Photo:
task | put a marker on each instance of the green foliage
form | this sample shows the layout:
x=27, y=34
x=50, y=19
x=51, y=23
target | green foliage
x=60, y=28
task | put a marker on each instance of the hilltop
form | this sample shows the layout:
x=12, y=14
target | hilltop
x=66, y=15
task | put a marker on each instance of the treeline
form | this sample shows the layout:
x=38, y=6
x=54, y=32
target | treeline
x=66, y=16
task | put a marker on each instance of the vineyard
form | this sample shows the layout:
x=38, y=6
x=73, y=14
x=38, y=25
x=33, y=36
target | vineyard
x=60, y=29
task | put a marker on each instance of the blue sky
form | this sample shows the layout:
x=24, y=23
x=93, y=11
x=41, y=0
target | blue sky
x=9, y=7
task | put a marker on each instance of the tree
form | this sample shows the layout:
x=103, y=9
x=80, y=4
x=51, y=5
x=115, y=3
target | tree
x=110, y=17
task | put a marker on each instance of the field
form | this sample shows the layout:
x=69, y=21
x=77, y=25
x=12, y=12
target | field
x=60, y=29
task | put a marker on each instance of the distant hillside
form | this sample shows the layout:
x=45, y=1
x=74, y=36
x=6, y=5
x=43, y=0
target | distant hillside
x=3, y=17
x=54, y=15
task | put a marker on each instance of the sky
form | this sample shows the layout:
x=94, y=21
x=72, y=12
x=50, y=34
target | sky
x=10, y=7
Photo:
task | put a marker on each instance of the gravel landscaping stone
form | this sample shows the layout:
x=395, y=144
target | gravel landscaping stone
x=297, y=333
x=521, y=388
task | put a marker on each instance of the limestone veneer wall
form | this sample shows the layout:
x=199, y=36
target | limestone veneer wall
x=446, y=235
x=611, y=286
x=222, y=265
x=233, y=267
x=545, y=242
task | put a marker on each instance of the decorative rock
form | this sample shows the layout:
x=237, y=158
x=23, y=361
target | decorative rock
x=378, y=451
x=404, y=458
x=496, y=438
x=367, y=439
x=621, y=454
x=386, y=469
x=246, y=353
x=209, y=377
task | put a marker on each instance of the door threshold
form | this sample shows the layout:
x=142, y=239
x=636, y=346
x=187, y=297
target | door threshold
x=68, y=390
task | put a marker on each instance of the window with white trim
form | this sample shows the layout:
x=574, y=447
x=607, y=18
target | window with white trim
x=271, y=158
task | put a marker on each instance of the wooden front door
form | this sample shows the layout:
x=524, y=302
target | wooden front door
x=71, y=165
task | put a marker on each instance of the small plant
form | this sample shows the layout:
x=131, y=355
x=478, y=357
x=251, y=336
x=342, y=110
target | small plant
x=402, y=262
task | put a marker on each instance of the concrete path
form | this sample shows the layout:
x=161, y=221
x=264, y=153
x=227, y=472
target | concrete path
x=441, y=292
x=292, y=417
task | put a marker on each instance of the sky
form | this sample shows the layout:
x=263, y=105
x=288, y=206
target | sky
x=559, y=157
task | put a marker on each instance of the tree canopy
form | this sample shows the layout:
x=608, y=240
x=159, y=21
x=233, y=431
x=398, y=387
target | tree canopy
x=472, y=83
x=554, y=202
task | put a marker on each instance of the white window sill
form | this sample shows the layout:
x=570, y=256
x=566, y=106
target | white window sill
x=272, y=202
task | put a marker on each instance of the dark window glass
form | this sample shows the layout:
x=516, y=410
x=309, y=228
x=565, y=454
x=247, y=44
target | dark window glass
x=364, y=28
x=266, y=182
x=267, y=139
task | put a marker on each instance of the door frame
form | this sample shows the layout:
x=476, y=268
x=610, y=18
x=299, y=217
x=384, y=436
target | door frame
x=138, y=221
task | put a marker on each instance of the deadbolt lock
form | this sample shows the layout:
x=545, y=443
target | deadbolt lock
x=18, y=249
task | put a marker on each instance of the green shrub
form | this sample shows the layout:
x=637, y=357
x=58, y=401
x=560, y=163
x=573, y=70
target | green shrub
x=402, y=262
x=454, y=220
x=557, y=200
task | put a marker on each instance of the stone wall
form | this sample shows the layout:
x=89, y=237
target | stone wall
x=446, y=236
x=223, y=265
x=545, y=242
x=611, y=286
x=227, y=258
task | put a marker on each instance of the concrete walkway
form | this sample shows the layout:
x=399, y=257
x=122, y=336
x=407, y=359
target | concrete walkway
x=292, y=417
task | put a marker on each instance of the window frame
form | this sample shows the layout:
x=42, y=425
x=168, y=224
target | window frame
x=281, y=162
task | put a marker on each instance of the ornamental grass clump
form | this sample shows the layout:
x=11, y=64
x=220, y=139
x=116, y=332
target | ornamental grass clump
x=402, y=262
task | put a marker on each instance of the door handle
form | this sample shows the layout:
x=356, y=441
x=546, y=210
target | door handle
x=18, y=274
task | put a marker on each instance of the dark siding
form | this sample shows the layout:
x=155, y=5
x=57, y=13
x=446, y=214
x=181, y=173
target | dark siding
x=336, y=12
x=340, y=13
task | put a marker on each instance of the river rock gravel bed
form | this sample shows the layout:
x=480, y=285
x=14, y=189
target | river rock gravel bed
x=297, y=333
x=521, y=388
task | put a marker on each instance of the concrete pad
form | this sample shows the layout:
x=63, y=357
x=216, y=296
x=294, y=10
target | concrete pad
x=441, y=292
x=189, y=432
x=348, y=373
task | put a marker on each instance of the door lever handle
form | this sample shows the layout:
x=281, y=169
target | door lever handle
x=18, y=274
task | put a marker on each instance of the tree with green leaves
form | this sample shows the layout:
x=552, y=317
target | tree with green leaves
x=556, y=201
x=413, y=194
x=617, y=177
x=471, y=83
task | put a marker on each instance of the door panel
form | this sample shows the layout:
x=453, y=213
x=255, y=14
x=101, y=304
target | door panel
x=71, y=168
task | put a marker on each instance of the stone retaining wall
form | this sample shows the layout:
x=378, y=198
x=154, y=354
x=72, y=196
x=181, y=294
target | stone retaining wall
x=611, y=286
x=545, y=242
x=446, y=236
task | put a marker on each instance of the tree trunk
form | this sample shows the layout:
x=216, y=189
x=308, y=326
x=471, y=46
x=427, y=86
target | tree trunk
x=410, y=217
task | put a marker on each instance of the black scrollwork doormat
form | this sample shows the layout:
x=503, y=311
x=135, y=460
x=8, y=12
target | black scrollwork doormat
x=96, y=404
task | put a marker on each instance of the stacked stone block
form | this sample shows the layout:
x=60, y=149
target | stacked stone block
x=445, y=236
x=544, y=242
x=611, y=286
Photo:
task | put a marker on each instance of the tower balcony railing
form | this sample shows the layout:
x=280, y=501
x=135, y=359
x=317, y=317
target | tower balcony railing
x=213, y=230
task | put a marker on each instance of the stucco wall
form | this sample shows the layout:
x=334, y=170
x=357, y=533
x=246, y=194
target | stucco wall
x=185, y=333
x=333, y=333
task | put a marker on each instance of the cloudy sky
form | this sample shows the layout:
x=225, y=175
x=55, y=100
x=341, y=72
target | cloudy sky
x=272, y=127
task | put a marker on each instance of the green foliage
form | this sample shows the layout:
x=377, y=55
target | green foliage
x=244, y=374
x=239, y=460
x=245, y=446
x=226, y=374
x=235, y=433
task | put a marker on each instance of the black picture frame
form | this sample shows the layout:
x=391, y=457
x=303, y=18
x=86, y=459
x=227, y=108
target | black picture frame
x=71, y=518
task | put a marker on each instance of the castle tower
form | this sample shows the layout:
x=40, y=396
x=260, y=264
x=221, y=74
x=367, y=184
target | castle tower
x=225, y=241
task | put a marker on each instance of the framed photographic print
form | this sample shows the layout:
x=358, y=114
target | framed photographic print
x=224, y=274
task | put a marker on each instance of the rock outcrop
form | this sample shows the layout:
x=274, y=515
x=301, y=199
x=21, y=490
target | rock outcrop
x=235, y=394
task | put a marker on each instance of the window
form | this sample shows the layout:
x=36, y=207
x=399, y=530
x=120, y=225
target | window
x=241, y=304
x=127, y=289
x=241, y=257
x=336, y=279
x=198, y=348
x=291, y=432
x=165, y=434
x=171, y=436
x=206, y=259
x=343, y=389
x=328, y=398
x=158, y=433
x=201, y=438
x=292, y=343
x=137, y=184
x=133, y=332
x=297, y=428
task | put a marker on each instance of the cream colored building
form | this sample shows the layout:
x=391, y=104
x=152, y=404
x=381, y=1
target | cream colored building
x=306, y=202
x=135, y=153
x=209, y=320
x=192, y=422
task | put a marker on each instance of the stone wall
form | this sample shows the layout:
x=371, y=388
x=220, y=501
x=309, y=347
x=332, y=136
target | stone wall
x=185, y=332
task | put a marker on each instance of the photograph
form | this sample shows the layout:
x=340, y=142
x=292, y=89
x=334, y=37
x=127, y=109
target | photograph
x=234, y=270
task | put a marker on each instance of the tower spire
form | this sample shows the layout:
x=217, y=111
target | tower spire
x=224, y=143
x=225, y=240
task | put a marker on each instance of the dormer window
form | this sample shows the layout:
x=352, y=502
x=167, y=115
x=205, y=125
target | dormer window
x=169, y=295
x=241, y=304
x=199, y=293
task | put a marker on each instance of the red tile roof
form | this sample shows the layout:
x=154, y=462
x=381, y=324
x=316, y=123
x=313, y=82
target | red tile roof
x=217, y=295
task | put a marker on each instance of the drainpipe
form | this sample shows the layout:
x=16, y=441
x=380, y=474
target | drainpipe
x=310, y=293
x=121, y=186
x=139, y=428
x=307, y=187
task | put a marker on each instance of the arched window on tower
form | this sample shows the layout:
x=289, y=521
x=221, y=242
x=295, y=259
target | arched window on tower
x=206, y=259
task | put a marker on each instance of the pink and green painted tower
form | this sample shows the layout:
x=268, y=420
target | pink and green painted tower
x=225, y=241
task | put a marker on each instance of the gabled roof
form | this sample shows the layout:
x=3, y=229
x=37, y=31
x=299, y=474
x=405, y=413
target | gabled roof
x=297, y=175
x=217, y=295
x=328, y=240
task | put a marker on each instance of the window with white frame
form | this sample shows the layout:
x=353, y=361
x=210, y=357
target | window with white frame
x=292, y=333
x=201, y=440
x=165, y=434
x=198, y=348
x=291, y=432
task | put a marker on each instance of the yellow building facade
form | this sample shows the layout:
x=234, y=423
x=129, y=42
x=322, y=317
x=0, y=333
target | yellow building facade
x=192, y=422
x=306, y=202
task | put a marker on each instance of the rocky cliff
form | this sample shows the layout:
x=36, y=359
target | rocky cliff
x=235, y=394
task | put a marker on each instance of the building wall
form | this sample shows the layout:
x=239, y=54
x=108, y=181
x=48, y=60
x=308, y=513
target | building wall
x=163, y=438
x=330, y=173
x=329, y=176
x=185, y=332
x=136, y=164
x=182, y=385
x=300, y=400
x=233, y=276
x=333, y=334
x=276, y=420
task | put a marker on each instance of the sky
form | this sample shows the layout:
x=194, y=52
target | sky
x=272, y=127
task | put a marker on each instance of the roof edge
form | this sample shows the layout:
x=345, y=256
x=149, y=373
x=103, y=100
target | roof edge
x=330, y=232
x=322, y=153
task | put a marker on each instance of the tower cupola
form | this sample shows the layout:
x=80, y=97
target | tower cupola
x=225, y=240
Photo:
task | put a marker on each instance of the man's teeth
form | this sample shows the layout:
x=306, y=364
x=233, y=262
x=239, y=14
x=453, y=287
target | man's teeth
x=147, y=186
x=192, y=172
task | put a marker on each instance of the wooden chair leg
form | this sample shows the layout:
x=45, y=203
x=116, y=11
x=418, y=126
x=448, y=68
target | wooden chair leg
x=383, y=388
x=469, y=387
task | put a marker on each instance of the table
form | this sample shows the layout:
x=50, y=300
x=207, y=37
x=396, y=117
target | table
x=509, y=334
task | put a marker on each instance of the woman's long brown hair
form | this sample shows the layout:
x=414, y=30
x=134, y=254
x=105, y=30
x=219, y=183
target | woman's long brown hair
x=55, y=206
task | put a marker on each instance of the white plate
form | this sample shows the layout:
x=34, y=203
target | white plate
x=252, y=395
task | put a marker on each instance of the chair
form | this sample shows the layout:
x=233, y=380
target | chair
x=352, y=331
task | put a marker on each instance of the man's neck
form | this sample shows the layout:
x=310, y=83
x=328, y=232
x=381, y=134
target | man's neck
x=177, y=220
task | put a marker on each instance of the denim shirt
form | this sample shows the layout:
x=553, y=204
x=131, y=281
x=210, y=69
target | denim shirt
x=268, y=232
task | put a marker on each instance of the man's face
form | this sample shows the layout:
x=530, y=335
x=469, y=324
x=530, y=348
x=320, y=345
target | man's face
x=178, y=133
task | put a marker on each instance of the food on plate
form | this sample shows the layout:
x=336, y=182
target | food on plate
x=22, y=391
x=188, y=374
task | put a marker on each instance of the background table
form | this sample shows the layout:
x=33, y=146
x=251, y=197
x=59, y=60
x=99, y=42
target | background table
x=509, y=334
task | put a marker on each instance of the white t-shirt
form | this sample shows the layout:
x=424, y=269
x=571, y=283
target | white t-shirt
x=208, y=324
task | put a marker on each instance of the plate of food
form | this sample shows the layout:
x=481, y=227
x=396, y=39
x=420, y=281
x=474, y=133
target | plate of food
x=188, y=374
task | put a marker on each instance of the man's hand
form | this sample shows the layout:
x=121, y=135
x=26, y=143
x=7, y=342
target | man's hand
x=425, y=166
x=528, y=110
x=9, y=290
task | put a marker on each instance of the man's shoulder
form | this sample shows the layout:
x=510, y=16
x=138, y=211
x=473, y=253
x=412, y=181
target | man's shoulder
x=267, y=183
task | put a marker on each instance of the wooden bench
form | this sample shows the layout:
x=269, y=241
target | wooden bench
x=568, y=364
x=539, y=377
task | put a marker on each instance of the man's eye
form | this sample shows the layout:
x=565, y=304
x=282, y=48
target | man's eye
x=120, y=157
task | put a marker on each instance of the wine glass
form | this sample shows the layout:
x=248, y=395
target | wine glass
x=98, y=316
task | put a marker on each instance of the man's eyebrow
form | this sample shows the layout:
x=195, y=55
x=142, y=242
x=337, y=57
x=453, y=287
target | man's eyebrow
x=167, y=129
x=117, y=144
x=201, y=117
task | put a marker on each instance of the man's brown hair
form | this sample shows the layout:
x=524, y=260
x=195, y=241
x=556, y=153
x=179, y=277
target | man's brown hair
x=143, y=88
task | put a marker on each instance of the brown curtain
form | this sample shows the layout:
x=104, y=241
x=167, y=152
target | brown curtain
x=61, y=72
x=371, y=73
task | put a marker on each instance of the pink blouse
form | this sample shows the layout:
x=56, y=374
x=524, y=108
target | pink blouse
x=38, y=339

→ **Exercise aim**: Rewrite the stretch of material from the line containing "the man's hand" through the line containing "x=120, y=157", replacing "wooden bench" with "park bench" and leaving everything else unchanged.

→ **Exercise response**:
task | put a marker on each instance of the man's hand
form | this sample shows the layout:
x=121, y=135
x=26, y=143
x=7, y=342
target | man's hand
x=425, y=166
x=528, y=110
x=9, y=290
task | put a marker on each instance of the man's shoulder
form | this sample shows the layout:
x=510, y=16
x=138, y=211
x=473, y=253
x=412, y=181
target | man's shoulder
x=267, y=183
task | put a marker on each instance of the park bench
form | this sample shows the layout:
x=269, y=241
target | park bench
x=568, y=364
x=539, y=377
task | put a marker on each instance of the man's eye
form | this sample shows the layout:
x=565, y=304
x=282, y=48
target | man's eye
x=120, y=157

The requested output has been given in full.